***** DATA LINES
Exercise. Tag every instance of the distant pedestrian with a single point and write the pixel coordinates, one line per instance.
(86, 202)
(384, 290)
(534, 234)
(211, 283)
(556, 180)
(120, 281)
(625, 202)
**********
### EXERCISE INSTRUCTIONS
Rewrite the listing above, changing "pedestrian" to "walker" and leaving everything else unchanged.

### ANSWER TO THIS TASK
Exercise. Tag every instance of the distant walker with a single point and write the pixel coordinates, one line per instance.
(86, 202)
(384, 290)
(534, 234)
(211, 283)
(556, 180)
(120, 281)
(625, 202)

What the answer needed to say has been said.